* TASK ITEM
Keeping every line intact, repeat the data word for word.

* EXERCISE DATA

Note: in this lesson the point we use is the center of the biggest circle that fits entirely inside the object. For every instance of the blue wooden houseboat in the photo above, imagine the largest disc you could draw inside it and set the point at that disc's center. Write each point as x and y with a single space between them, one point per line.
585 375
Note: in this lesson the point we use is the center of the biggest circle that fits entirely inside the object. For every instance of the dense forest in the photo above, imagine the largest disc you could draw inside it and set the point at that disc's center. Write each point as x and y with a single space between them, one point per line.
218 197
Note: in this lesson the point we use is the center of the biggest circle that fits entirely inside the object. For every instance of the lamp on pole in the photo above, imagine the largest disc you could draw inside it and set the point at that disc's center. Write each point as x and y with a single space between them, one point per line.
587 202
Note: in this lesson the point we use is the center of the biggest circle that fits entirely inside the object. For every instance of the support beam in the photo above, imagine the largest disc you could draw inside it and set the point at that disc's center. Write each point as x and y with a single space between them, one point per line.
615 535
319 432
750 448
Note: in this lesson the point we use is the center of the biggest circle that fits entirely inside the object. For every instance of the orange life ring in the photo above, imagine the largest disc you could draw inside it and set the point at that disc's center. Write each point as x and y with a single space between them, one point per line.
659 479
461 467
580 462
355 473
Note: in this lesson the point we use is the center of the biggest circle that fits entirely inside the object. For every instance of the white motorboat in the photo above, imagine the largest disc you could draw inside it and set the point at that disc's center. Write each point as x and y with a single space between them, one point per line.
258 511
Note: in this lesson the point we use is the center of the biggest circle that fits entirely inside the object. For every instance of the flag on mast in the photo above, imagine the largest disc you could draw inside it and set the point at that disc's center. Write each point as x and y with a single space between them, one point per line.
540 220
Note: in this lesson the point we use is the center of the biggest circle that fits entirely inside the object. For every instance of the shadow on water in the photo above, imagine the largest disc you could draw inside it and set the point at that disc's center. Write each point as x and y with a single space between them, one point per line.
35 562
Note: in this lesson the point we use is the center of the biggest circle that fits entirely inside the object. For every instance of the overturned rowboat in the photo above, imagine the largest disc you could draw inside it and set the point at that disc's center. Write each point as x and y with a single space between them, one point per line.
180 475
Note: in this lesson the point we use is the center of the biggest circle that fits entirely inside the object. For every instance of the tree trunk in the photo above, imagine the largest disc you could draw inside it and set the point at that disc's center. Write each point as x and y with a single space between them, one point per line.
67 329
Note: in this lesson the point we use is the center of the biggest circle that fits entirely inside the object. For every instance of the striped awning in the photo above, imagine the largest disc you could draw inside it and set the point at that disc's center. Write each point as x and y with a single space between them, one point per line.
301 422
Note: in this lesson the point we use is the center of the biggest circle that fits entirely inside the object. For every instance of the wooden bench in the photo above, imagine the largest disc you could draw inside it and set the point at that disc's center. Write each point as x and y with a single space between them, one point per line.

* RESPONSE TO THIS EXERCISE
Note: in this lesson the point we use is the center of the biggest circle that fits entirely inside the object. For every instance of the blue wooden houseboat in the photo above, imagine the largest disc you could draw inside it and set the point at that disc's center. Write each point as x and y with a single space between them, one point per line.
585 375
Note: in this lesson the point we use is the center of the biggest circle that fits entirely inside the object. For every instance of the dense forest in the photo above, imagine the largest disc you could draw inside it and set the point at that disc's center. Write each point as x and y with a single space between them, one point per line.
218 197
Note: in this lesson the point we use is the center of the biggest circle that fits entirely inside the object. For every instance of the lamp on pole in the photo above, imagine the largest disc you could draw inside it and set the point at that disc's center. Write each point as x and y with a single space between them, one point per line.
587 202
Note: in this lesson the point we use is the center of the biggest circle that fits entirely inside the object. For every instance of the support beam in the photo above, imagine the largest disc you could draw inside it and set the point at that disc's center. Write each point as x and y with a single space between them, one point per line.
615 535
319 432
750 448
Note: in this lesson the point we use is the center of the biggest circle that fits entirely inside the object. For every instance of the orange life ring in the photo above, imagine the largest disc you could draw inside it and set the point at that disc's center. Write each point as x and y with a single space between them, one point per line.
659 479
461 467
580 462
355 473
Note: in this lesson the point we use is the center of the biggest circle that fits entirely inside the object. For every instance of the white motorboat in the photo above, imagine the largest disc you could draw inside it and set the point at that disc's center. Write each point as x and y with a single space between them, one point per line.
258 511
Note: in this lesson the point we use is the center of the biggest circle that fits entirely inside the object. For every instance of the flag on mast in the photo above, imagine the largest disc you could draw inside it and set the point at that disc's center. Write each point as x and y with a single space between them, one point per line.
540 220
Note: in this lesson the point we use is the center of the biggest circle that fits entirely inside the object. For every instance of the shadow on water in the photo above, imagine the largest disc you could draw inside it and set the point at that disc's center. Write each point as x and y with a single space between them, one point per line.
35 562
Note: in this lesson the point we use is the center of the biggest circle that fits entirely inside the object. For every instance of the overturned rowboat in the photo above, imagine the largest disc you could draw inside it and set the point at that disc's center. Write each point as x and y with a single space between them, one point per line.
180 475
Note: in this lesson the point we use is the center of the biggest circle that fits entirely inside the object. For every instance of the tree trunk in the photo above, imagine the largest disc you could draw inside it and set the point at that disc's center. Write each point as x and y with a single space between them, one point per line.
67 329
Note: in this lesson the point we use is the center of the biggest circle that fits entirely inside the object. For every instance of the striped awning in the photo above, imagine the largest disc you could draw inside it and set the point at that disc's center. Write each point as x and y with a single space between them, one point per line.
301 422
Note: in this lesson the point we use is the center of the biggest circle that fits entirely inside the object. For every instance of the wooden bench in the photo above, imagine the largest disc you could draw inside it and set the point at that disc's center. Write each point as x and y with a single space between them, one point per line.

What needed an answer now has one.